Request:
Please continue the passage on Albania's overall political and economic situation from its last sentence.

Page extract:
II. The overall situation

6.       Since the 1992 elections by direct universal suffrage Albania has been a pluralistic democracy for which President Berisha has set two objectives: the rule of law and the market economy.

7.       Land ownership and small enterprises are currently being privatised. On the other hand, heavy industry has not yet been privatised. However, the privatisation of land ownership has made great progress: during my visits, I saw that almost all the fields were being cultivated (which had not been the case previously).

8.       As regards the development of pluralistic democracy, the replies received in June 1994 to the questionnaire drawn up by the rapporteurs1, from the Albanian Government, the Republican Party, the Socialist Party and the "Union for Human Rights" Party vary widely. Appraisal of the situation apparently depends on political affiliation; the replies show that there is a considerable polarisation in the country. The following points are still particularly controversial: progress on the constitution, the legal system and its application (the Nano case), the situation of ethnic minorities and the freedom of the press.

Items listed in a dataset
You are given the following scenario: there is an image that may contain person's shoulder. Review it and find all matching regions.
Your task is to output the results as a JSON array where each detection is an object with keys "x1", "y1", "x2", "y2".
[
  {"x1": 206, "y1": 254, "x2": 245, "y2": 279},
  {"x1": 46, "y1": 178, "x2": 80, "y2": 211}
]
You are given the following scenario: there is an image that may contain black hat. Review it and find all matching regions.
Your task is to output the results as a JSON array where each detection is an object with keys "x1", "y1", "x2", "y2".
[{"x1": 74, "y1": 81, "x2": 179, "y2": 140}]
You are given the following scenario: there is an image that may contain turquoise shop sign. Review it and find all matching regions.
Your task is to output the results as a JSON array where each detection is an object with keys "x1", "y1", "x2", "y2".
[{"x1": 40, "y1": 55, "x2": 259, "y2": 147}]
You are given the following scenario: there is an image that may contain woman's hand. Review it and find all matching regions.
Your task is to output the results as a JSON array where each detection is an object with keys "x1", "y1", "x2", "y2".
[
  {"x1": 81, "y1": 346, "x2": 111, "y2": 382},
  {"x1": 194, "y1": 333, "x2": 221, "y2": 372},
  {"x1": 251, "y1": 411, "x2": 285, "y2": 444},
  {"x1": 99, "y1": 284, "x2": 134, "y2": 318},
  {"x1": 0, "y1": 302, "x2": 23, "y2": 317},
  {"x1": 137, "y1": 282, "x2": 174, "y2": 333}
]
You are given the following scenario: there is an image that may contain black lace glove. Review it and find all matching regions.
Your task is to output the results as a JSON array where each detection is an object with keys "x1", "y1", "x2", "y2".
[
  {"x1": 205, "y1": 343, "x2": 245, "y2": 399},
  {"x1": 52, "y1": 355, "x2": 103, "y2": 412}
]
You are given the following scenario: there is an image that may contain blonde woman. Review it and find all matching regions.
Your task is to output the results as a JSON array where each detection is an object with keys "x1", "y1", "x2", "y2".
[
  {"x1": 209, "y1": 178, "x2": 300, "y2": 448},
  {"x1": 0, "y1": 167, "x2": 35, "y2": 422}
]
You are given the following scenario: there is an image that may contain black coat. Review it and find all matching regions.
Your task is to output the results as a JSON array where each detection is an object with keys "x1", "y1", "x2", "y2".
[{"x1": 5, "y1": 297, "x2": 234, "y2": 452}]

Output:
9.       After the referendum on the new draft constitution, which the people rejected, political confrontation in the country became more serious. The pace of legal and economic reform has slackened, because the government has to some extent lost the people's confidence. Its credibility and authority have also been undermined by its support for the draft constitution. Even within the government and the Democratic Party, one increasingly finds that opinions differ, and this hampers efficiency. The opposition is using this opportunity to criticise the government and is trying to force the holding of new general elections.

10.       For these reasons, the general political, legal and economic situation in Albania remains tense and even alarming. We must watch these tensions closely in order to ensure that pluralist democracy and the legal and economic reforms are maintained.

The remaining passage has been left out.